Source document
Nickel has long had a reputation for being among the most volatile industrial metals, but its biggest daily jump in a decade has left even the most seasoned traders astonished.
The metal surged as much as 13%, or almost $2,000 a ton, extending a rally over the past month triggered by speculation that top producer Indonesia might bring forward a ban on nickel ore exports. While prices eased after the nation’s mining ministry denied that any policy changes are imminent, they are still up almost 9% in London.
“You can see that the market is barely trading now because people just don’t know what to do,” said George Daniel, a hedge fund manager at Red Kite who’s been trading metals since 1993. “It could come off from here, but everyone’s just waiting to see if China comes in and buys it again.”
Nickel has in recent years become one of the most actively traded contracts on the London Metal Exchange as short-term investors have been drawn to its sharp price moves. Trend-following funds have added fuel to the recent rally, as have options traders who were forced to hedge their exposure as prices started surging late Wednesday, Daniel said.
Nickel touched $16,690, the highest since April 2018, and was up $1,275 at $16,085 on the LME at 10:51 a.m. New York time. Shanghai Futures Exchange contracts surged by the daily limit, reaching the highest since trading began in 2015.
As speculation swirled over Indonesia’s export policy, the country’s director-general for minerals and coal said the industry should follow existing rules and not pay heed to rumors about bringing forward a previously announced ban on exports of nickel ore by 2022.
There have been no notable changes in fundamentals to justify the bullish mood, Shanghai Metals Market wrote in a note.

Goal of the exercise
Carry the article on nickel's price surge forward from its final sentence. The records that come next are separate material, unrelated to the nickel article.

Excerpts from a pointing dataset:
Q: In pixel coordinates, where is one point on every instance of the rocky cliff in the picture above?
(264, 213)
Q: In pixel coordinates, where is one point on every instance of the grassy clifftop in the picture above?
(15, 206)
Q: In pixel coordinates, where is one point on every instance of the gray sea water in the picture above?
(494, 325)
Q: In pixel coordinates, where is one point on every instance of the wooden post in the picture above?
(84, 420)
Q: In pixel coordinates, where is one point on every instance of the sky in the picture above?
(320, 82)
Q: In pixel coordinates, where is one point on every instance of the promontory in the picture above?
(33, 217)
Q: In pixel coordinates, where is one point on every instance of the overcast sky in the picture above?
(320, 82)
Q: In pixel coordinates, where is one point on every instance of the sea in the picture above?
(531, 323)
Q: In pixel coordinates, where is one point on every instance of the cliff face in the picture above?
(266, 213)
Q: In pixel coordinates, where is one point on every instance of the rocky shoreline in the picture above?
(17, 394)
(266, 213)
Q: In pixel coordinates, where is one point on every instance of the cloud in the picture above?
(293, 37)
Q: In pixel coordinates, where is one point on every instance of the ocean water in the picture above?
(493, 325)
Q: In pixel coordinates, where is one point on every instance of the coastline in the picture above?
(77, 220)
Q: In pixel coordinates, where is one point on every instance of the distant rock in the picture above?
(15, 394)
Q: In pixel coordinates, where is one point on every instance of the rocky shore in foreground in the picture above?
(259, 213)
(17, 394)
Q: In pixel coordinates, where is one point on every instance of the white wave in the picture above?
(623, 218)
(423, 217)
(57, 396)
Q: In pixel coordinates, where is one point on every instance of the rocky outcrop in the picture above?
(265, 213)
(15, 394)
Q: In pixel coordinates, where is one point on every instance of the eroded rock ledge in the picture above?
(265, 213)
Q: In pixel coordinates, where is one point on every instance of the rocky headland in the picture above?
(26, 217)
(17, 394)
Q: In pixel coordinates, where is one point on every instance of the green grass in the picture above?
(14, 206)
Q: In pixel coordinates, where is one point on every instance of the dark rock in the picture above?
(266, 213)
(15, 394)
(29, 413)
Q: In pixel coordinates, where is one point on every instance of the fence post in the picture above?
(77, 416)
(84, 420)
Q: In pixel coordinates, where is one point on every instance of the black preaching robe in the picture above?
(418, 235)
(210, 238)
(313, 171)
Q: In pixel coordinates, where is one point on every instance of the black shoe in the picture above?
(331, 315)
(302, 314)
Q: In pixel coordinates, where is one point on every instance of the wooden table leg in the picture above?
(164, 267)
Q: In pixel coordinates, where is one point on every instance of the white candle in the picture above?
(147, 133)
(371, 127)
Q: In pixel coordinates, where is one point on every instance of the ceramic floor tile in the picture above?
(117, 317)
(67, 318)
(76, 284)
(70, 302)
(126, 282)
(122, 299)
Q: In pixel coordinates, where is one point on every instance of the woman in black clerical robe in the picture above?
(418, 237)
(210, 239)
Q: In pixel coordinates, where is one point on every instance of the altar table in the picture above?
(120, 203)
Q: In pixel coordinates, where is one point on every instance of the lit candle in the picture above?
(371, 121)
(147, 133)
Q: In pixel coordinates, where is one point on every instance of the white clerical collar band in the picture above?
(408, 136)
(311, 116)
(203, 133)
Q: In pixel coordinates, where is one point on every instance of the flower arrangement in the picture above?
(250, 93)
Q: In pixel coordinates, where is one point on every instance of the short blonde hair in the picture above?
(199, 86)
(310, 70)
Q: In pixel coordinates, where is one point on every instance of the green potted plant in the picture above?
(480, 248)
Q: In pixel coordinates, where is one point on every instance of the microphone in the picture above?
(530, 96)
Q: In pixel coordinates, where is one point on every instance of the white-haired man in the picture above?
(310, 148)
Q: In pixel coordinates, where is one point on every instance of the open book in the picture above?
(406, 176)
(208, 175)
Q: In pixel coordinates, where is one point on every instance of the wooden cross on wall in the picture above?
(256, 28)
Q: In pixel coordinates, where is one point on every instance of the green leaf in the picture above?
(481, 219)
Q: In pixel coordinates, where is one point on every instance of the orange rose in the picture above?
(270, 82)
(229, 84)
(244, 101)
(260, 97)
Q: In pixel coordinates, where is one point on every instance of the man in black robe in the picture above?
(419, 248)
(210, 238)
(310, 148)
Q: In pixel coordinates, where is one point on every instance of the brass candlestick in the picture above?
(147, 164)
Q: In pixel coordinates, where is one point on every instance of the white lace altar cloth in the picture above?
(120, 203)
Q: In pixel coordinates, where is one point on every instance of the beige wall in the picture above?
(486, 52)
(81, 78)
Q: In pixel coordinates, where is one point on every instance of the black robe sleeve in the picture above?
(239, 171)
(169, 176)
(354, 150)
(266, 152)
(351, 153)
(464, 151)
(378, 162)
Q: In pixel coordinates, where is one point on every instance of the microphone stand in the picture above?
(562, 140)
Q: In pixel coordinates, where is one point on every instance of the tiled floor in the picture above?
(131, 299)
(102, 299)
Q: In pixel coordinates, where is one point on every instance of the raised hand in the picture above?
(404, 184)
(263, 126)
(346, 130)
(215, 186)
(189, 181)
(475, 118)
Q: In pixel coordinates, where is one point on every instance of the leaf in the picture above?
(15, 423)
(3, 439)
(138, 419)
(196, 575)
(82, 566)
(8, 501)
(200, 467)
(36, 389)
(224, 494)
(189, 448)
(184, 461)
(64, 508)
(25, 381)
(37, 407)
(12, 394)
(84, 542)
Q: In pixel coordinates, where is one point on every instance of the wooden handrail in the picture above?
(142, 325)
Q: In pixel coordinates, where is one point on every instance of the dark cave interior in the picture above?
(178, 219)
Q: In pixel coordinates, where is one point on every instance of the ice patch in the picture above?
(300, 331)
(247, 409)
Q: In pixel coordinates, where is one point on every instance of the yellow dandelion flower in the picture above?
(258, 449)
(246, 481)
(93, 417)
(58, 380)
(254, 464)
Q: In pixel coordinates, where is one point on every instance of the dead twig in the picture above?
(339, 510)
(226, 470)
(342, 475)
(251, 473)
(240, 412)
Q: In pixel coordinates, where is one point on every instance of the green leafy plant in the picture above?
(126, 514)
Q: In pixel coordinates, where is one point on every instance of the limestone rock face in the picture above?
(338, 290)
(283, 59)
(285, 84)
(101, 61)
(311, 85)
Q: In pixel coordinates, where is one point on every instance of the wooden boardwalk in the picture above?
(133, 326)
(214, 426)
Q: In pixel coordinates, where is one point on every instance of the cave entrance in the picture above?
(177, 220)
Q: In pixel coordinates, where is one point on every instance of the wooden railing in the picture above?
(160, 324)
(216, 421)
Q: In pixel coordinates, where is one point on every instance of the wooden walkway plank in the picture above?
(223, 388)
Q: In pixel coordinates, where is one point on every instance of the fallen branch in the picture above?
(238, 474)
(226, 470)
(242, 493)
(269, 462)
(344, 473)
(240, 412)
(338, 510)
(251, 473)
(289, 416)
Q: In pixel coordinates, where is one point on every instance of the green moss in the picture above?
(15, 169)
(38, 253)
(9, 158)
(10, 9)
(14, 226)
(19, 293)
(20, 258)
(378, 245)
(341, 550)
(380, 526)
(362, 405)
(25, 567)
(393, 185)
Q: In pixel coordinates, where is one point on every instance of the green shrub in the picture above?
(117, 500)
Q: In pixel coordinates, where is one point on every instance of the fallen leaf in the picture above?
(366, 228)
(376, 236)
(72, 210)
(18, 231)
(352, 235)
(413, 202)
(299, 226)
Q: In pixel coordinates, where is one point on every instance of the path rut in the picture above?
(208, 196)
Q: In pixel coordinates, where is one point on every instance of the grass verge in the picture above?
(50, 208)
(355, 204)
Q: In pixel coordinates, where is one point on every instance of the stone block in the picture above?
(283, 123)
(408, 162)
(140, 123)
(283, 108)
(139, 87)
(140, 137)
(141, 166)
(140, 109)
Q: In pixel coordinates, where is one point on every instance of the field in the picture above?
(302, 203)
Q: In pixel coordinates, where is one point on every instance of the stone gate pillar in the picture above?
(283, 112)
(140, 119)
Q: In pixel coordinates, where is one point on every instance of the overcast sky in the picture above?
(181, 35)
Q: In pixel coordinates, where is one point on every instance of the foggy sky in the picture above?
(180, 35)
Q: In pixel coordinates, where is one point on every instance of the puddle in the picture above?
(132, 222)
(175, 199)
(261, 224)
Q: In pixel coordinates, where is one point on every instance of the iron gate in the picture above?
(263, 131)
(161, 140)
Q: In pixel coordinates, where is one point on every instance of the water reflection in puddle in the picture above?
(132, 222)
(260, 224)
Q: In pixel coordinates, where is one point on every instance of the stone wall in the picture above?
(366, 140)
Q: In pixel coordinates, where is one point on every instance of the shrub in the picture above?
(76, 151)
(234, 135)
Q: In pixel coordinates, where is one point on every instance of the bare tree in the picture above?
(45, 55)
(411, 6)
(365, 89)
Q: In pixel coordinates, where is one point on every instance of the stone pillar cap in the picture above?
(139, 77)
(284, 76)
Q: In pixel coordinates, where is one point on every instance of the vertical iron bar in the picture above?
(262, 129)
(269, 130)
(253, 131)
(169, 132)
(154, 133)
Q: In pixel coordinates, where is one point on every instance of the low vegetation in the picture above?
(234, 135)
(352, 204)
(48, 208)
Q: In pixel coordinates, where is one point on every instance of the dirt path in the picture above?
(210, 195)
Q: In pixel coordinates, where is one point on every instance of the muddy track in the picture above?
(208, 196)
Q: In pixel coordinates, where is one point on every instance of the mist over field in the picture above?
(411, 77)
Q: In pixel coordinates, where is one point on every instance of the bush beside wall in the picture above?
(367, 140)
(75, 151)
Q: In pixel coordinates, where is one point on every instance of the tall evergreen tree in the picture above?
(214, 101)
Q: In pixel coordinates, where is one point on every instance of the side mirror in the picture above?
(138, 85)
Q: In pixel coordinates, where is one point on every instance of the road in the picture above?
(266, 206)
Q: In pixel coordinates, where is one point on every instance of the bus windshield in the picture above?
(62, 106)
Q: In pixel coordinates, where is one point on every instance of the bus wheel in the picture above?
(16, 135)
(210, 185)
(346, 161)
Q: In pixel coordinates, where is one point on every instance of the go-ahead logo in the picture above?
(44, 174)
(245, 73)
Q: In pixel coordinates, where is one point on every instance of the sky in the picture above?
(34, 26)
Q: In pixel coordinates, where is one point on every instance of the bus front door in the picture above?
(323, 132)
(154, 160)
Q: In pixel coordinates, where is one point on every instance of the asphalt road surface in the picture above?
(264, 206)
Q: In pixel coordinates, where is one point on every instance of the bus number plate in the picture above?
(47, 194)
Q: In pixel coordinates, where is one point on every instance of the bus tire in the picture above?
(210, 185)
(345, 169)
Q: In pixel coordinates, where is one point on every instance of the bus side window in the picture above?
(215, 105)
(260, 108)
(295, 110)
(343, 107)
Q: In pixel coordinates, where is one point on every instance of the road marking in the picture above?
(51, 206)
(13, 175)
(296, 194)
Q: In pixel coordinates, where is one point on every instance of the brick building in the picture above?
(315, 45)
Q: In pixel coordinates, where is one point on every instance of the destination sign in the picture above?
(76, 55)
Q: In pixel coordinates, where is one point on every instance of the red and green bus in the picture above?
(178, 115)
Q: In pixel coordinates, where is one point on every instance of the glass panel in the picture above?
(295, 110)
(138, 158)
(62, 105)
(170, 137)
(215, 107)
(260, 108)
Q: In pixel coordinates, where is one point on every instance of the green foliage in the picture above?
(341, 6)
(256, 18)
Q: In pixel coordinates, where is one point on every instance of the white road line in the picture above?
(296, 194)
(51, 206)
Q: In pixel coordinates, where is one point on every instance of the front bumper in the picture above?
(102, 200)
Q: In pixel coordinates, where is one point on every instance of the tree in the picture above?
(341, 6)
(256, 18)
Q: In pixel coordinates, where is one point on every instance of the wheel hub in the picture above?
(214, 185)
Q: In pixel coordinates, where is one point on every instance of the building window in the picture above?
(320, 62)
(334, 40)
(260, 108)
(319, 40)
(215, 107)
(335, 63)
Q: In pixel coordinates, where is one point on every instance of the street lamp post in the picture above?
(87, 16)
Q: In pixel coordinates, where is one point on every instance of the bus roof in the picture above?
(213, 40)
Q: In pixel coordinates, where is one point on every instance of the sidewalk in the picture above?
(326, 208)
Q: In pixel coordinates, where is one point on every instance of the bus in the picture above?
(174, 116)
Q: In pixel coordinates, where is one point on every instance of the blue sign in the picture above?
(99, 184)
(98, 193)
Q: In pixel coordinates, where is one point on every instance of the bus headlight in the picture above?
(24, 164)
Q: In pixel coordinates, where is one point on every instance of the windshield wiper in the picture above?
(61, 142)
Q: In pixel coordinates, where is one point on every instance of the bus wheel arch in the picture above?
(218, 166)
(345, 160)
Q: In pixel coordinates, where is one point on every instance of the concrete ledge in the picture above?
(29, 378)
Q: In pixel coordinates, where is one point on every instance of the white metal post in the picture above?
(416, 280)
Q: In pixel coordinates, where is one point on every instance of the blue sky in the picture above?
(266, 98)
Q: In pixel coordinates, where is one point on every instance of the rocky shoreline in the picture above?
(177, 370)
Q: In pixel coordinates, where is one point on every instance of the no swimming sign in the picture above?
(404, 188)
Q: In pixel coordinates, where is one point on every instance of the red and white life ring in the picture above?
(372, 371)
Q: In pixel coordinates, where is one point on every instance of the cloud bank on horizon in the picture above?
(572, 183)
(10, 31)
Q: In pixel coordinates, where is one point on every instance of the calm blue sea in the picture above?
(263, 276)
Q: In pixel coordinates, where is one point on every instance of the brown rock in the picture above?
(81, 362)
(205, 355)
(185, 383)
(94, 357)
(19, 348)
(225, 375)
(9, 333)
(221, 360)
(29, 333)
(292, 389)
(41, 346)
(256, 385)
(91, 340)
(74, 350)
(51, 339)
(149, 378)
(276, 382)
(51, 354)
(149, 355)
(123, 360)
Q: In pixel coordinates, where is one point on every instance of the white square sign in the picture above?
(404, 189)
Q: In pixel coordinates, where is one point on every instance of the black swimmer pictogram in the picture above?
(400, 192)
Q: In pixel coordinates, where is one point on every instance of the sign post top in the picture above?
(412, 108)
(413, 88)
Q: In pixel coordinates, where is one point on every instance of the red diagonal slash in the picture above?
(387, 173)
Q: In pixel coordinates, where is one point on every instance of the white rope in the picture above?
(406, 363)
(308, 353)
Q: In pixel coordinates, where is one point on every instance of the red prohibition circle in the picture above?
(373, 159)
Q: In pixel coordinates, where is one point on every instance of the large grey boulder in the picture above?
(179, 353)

Result below
“Nickel prices are not set by fundamentals at the moment,” Celia Wang, an analyst at trading house Grand Flow Resources, said by phone from Shanghai. “The price surge showed that investors tend to believe the Indonesia ore export ban speculation, otherwise how can we explain the spike?”
Technical price movements can be explained by “irrationality,” Nicky Shiels, an analyst at Bank of Nova Scotia, said in an email Thursday. The fundamentals meanwhile have taken a back seat. Shanghai futures’ volume surge amid steady LME trading indicates “speculative interest is in panic mode,” she said.
Nickel is by far the best-performing base metal this year, with most other contracts declining. It has benefited from dwindling global stockpiles, long-term prospects for a demand boost from its use in electric-vehicle batteries, as well as concerns that Indonesia could curb supplies.
The Asian nation is the world’s top source of mined nickel, most of which goes to China, and its policies to restrict raw materials are closely watched by investors. The government said it will revoke export permits of companies failing to meet smelter construction targets set out by the ministry.
Investors “appear to be positioning for the ore ban to be brought forward,” Citigroup Inc. analysts wrote in a note Wednesday, before the sudden surge in prices. “Were the ban to not be brought forward, substantial liquidation is likely.”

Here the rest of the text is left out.